# 1950's-America's Popular Food and Recipes



## athenaeus

Shawty cat gave me the idea to start a small research on the most popular food and recipes in the States during the 50ies.

These will be very familiar to most of you 

The fifties have been called the casserole decade thanks to many new varities of canned soups that they were thrown in the market
It was in the 50ies when cooks discovered that creamed soups coud be used not only as soups but as binders in casseroles or as sauces with meat.

The hits in the American tables were tuna-noodle casserole, grean bean bake and hamburger stroganood

The shelves of supermarkets provided the home cooks with all the necessary ingredients to prepare gourmet and foreign cooking which became popular in the 50ies.

Bar b ques became very fashionable along with eating in front of TV

As Sue Dawson mentions

"Swanson's TV Dinner of turkey, stuffing, gravy, peas and sweet potatoes cost only 98 cents, was easy to eat on a TV tray and involved no cleanup. For TV parties, California Dip, made from Lipton dry onion soup mix and sour cream, and Chex Mix were as necessary as rabbit ears.

Television's influence reached far. Early in the decade, a commercial on The Kraft Music Hall included a new recipe for clam dip.

Within 24 hours, New Yorkers had cleaned store shelves of canned clams"

I tried to sketch a time line based on articles of Sue Dawson, The Dictionary of American Food and Drink. And the database of Cornell University.

* The 50ies Timeline*

1950 
Betty Crocker's Picture Cook Book is a best seller.

1951 
Duncan Hines introduced a cake mix.

1952 
Saran Wrap rolled out. 
Lipton introduced onion soup mix, and dipping would never be the same 
The first sugar-free soft drink was marketed.

1953 
Eggo frozen waffles and Cheez Whiz went on sale.

1954 
Swanson unveiled the first frozen TV dinner. 
The first Burger King opened, selling burgers and milkshakes for 18 cents each.

1955 
The first McDonald's franchise opened. 
Tappan marketed a microwave oven for home use.

1956 
The electric can opener began to spin.

1957 
Sushi bars came to America. 
Pam vegetable cooking spray was patented. 
Margarine outsold butter for the first time. 
Pink packets of Sweet'n Low appeared.

1959 
Haagen-Dazs made life better.

*The recipes*

CLAM DIP 
One of Kraft's most popular recipes, this appeared on a commercial in the early 1950s.

CALIFORNIA DIP 
Created by an unidentified California cook about two years after Lipton introduced its dry onion soup mix, this dip spread like wildfire

TUNA-NOODLE CASSEROLE 
Campbell Soup created this recipe

BAKED ALASKA 
A forerunner of this dessert is thought to date to the early- to mid- 1800s. 
The chef at Delmonico's restaurant in New York often is credited with creating the dessert we know today, but it was called Alaska-Florida. In the '50s, Baked Alaska was popular because it was considered elegant, even though it was easy.

CHICKEN TETRAZZINI 
Named after the Italian singer Luisa Tetrazzini, this was first mentioned in print in 1951, according to John Mariani, author of the The Dictionary of American Food and Drink. Aspiring gourmets of the '50s could make it with relative ease and impress their guests.

## EXERCISE SET
- a) Decide whether each statement below agrees with the post on 1950s American food, answering yes or no and quoting the deciding words of the post: (i) Swanson's TV Dinner cost 98 cents; (ii) the first McDonald's franchise opened in 1954; (iii) Campbell Soup created the tuna-noodle casserole recipe.
- b) Carry the post on 1950s American food further, picking up after its final sentence.

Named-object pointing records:

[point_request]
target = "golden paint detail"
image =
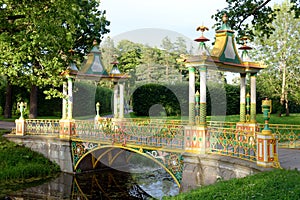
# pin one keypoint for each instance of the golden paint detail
(171, 161)
(232, 142)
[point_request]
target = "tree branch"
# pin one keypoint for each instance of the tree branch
(253, 11)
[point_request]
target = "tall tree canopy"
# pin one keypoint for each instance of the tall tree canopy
(248, 16)
(35, 37)
(281, 80)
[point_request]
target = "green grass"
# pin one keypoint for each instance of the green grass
(275, 119)
(21, 166)
(276, 184)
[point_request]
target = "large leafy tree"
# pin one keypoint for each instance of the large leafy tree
(247, 16)
(281, 80)
(36, 36)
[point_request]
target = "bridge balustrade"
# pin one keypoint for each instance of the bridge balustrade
(42, 127)
(231, 142)
(288, 136)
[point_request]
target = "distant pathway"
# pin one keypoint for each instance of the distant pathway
(289, 158)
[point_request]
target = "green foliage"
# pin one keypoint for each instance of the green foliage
(20, 163)
(174, 99)
(146, 96)
(85, 97)
(280, 81)
(276, 184)
(104, 97)
(275, 118)
(249, 16)
(35, 37)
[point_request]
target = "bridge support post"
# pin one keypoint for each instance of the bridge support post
(243, 98)
(20, 127)
(267, 146)
(253, 98)
(266, 149)
(196, 139)
(191, 95)
(67, 128)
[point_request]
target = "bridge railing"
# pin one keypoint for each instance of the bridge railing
(232, 142)
(288, 136)
(42, 127)
(134, 132)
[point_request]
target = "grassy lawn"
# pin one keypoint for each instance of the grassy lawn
(275, 119)
(21, 167)
(276, 184)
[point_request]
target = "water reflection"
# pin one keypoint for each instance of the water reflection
(105, 184)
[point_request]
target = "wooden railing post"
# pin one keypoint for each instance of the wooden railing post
(266, 141)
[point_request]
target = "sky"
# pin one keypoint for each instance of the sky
(179, 16)
(182, 17)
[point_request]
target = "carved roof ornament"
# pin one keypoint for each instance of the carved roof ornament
(245, 46)
(225, 26)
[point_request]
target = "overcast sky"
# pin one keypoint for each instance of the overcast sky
(175, 15)
(180, 16)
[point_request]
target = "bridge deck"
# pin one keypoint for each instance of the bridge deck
(289, 158)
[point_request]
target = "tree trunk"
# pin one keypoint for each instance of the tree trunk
(287, 111)
(282, 96)
(33, 102)
(8, 101)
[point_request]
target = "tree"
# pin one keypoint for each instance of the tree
(108, 51)
(248, 16)
(129, 55)
(281, 80)
(36, 36)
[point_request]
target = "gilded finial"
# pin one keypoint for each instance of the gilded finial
(202, 29)
(225, 18)
(245, 46)
(95, 42)
(202, 38)
(115, 57)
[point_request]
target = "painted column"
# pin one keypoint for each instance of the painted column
(253, 98)
(203, 72)
(64, 106)
(243, 98)
(116, 86)
(121, 106)
(70, 98)
(191, 95)
(21, 122)
(197, 108)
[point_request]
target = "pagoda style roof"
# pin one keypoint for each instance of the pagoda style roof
(93, 67)
(224, 55)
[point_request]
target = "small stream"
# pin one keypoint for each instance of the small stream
(141, 183)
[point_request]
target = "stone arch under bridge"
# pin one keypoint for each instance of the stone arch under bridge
(89, 155)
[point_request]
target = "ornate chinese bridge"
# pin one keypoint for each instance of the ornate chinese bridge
(193, 152)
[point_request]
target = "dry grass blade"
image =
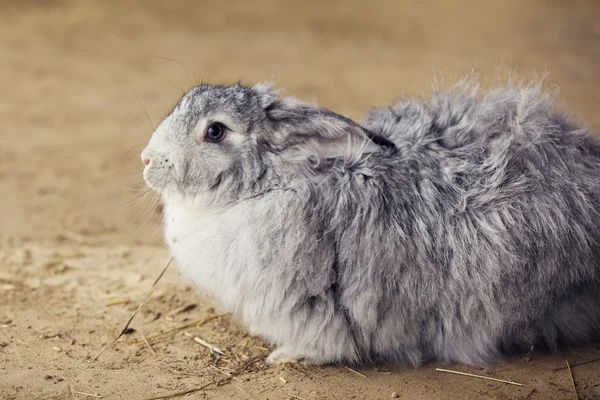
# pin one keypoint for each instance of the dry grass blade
(479, 376)
(578, 364)
(296, 397)
(76, 237)
(193, 323)
(117, 302)
(132, 315)
(212, 348)
(215, 382)
(572, 380)
(88, 394)
(356, 372)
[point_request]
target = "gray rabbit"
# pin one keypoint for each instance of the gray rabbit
(457, 229)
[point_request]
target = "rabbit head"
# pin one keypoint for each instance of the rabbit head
(224, 143)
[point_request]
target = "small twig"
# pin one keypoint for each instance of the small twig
(117, 302)
(478, 376)
(89, 394)
(149, 345)
(132, 316)
(76, 237)
(578, 364)
(572, 380)
(205, 344)
(356, 372)
(215, 382)
(196, 322)
(296, 397)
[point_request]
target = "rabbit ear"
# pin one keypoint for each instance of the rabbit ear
(268, 95)
(303, 132)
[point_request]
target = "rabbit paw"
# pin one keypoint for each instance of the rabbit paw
(286, 356)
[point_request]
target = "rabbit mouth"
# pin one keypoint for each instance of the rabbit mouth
(160, 180)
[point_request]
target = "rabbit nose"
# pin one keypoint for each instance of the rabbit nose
(145, 158)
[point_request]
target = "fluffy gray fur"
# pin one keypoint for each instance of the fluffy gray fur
(457, 228)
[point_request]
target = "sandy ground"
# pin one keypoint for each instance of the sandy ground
(73, 236)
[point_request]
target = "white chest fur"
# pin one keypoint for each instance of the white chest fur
(222, 251)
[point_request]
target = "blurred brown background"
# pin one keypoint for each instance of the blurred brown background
(77, 75)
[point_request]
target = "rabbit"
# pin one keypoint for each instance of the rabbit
(457, 229)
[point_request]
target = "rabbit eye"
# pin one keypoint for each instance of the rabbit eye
(215, 132)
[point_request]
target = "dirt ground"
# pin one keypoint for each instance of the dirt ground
(74, 236)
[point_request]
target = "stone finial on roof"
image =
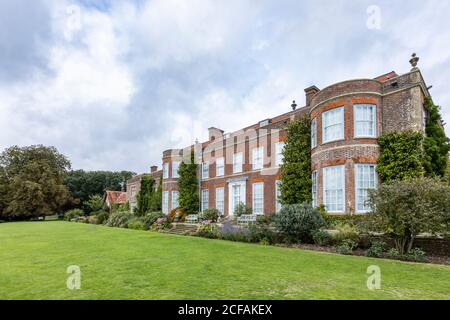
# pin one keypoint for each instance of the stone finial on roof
(414, 60)
(294, 105)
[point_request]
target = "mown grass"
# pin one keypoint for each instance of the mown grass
(128, 264)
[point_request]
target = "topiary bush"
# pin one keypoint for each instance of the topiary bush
(322, 238)
(136, 224)
(345, 232)
(211, 214)
(299, 221)
(119, 219)
(242, 209)
(376, 250)
(73, 214)
(151, 218)
(177, 215)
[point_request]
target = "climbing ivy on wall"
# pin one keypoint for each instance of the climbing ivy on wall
(296, 171)
(436, 144)
(188, 186)
(401, 156)
(145, 195)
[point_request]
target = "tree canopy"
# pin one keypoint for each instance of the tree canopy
(83, 184)
(31, 182)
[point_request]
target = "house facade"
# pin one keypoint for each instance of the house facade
(346, 119)
(134, 186)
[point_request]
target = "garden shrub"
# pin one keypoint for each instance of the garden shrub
(345, 232)
(136, 224)
(230, 232)
(376, 250)
(405, 209)
(261, 232)
(208, 230)
(73, 214)
(346, 247)
(92, 219)
(298, 221)
(102, 217)
(242, 209)
(119, 219)
(322, 238)
(150, 218)
(177, 215)
(211, 214)
(162, 223)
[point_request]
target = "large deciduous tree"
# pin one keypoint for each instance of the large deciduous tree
(31, 182)
(296, 170)
(404, 209)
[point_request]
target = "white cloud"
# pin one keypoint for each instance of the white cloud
(119, 86)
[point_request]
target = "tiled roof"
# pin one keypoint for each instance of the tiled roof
(116, 197)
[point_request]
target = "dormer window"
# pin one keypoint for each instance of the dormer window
(264, 123)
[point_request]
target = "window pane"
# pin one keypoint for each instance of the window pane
(175, 200)
(333, 188)
(365, 120)
(333, 124)
(365, 176)
(237, 162)
(220, 199)
(205, 199)
(314, 188)
(258, 198)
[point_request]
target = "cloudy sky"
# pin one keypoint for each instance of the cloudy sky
(112, 84)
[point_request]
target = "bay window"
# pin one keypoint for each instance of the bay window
(365, 120)
(258, 198)
(333, 125)
(334, 188)
(365, 180)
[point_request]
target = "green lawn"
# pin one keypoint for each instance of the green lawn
(128, 264)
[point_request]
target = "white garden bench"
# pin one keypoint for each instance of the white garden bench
(192, 218)
(246, 219)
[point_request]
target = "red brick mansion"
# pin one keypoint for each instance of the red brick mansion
(346, 119)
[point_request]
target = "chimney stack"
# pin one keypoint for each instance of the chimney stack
(310, 93)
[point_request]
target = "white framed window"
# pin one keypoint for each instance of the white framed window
(333, 125)
(277, 196)
(220, 198)
(314, 188)
(237, 162)
(175, 167)
(279, 146)
(205, 199)
(133, 192)
(220, 167)
(165, 202)
(314, 133)
(365, 120)
(165, 170)
(334, 188)
(258, 198)
(257, 158)
(175, 200)
(365, 179)
(205, 170)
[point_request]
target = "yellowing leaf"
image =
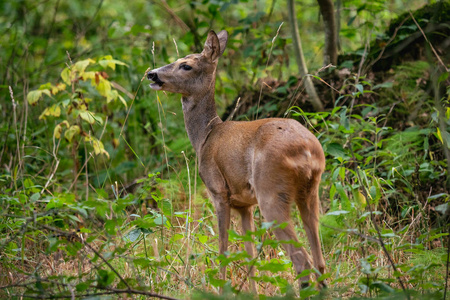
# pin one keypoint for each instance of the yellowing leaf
(81, 65)
(66, 75)
(97, 145)
(58, 88)
(439, 136)
(112, 95)
(123, 101)
(89, 75)
(58, 129)
(53, 110)
(71, 132)
(87, 116)
(34, 96)
(104, 87)
(111, 63)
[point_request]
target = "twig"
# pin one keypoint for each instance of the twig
(431, 46)
(107, 292)
(267, 64)
(188, 232)
(387, 44)
(73, 236)
(448, 263)
(354, 232)
(249, 270)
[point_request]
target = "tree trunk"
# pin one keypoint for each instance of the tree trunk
(330, 51)
(303, 70)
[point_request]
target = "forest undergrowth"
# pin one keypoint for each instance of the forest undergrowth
(101, 198)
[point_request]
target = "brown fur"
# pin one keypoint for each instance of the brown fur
(269, 162)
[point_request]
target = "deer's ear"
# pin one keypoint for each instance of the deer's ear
(212, 47)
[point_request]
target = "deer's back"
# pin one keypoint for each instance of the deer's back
(236, 154)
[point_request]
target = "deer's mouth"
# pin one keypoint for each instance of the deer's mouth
(157, 83)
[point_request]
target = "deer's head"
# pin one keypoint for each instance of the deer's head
(193, 74)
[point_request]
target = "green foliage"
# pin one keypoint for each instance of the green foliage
(94, 188)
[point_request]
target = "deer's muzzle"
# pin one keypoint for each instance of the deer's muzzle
(154, 77)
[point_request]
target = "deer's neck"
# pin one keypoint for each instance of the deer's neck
(200, 116)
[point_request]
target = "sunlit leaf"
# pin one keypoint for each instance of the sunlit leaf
(70, 133)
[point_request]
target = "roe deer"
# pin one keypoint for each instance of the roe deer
(269, 162)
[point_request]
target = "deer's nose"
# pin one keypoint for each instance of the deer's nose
(152, 76)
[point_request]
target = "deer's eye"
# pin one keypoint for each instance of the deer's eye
(186, 67)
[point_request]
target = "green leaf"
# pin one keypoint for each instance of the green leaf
(336, 150)
(274, 266)
(87, 116)
(70, 133)
(66, 76)
(34, 96)
(202, 239)
(81, 65)
(133, 235)
(111, 63)
(337, 213)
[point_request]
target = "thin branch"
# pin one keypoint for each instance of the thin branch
(431, 46)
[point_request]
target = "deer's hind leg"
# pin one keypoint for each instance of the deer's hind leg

## RESPONSES FOR EACH TASK
- a)
(i) Yes: "cost only 98 cents."
(ii) No: the timeline lists "The first McDonald's franchise opened." under "1955."
(iii) Yes: "Campbell Soup created this recipe."

- b)
----------



## athenaeus

I forgot to mention that I can provide you with the historical authenitc recipes of the dishes mentioned above 

It's just that this forum is not about recipe exchange, that's why I didn't include the recipes


----------



## pete

Here are a few other things that first made their appearence in the 50's.

1952-Kellogg's Frosted Flakes
1952-Saran Wrap
1954-M&M's peanut candy
1954-Reddi-Wip
1957-Sweet&Low
1958-Coor's created the aluminum beverage can with pull tab
1958-Jif peanut butter
1959-Lipton Instant Tea

A few cocktails invented during the 50's:
-Screwdriver
-Bellini


----------



## suzanne

Thanks, guys: you have brought up the decade of my childhood, some of which I would just as soon not remember. However, this was also the decade in which these products were introduced:

Rice Chex and Wheat Chex (1950)
Tropicana Orange and Grapefruit juices (1951)
Pepperidge Farm Cookies (1955)
Corn Chex (1958) and
Haagen Dazs (1959)

For those who are interested, this information came from the September 1999 issue of _Bon Appetit_, subtitled "The American Century in Food".


----------



## kimmie

I'm with you Suzanne. Here's more:

1950, Ball-O-Fire gumball
1951, Swanson beef, chicken,
turkey pot pies
1952, fish sticks
1952, Kellogg's Frosted Flakes
1952, Pez comes to the U.S.
1953, Howdy Doody tumbler from Welch's
1954, Butterball turkey
1954, colored appliance (G.E.)
1954, M&M's Peanut Candies
1954, Reddi-wip
1955, Del Monte stewed tomatoes
1955, Kentucky Fried Chicken
1958, Cocoa Krispies, Kellogg
1958, Cocoa Puffs, General Mills
1958, Green Giant canned beans
1958, International House of Pancakes
1958, Pizza Hut (Wichita, KS)
1958, Rice-a-Roni
1958, Williams-Sonoma opens
1959, Frosty O's, General Mills


As for recipes, who remembers the Frosted Sandwich Loaf? :lips:


----------



## athenaeus

It's amazing.

You know guys, I used to say to my Greek friends, that USA is 50 years forward in comparison to Greece and 20-30 years in comparison to the rest of Western Europe.

They get very upset when they hear that.

BUT checking the list of Food in the 50ies, my point of view is verified.

Sushi Bars are the the "must" in Athens right now, and the first sushi bar in the States opened in 1957 and the introduction of such food came out of a neccessity of the americam society.
I don't see such a necessity in Athens...
Not to mention that the climate is not so in favour of such cooking practices

Sweet n'Low arrived in our supermarkets last year
Hagen Dagz were available only to the refrigerators of the supermarkets in the Rich subarbs.

Of course I wish that some products have never crossed the ocean but...

If Food is an essential part in forming one's personality -which all of us here have repeatedly agreed that it is- then, it's not difficult to understand what "different mentality means"

Does sweet n'low forms a mentality? Of course not.

But cake mixes or Mac Donalds certainly do


----------



## pete

Athenaeus,
Though I am proud to be an American chef I do have to agree with you. For every great product the US has produced, it has produced 2-4 products that the world could gladly do without.
Ie:

Cool Whip
Cheez Whiz
Powdered Non-dairy creamer
Chicken Nuggets
Tomatos that last for 1 month on a shelf
TV dinners

The list could go on and on.


----------



## athenaeus

Pete.

I wasn't suggesting that the American products of the fifties were good or bad.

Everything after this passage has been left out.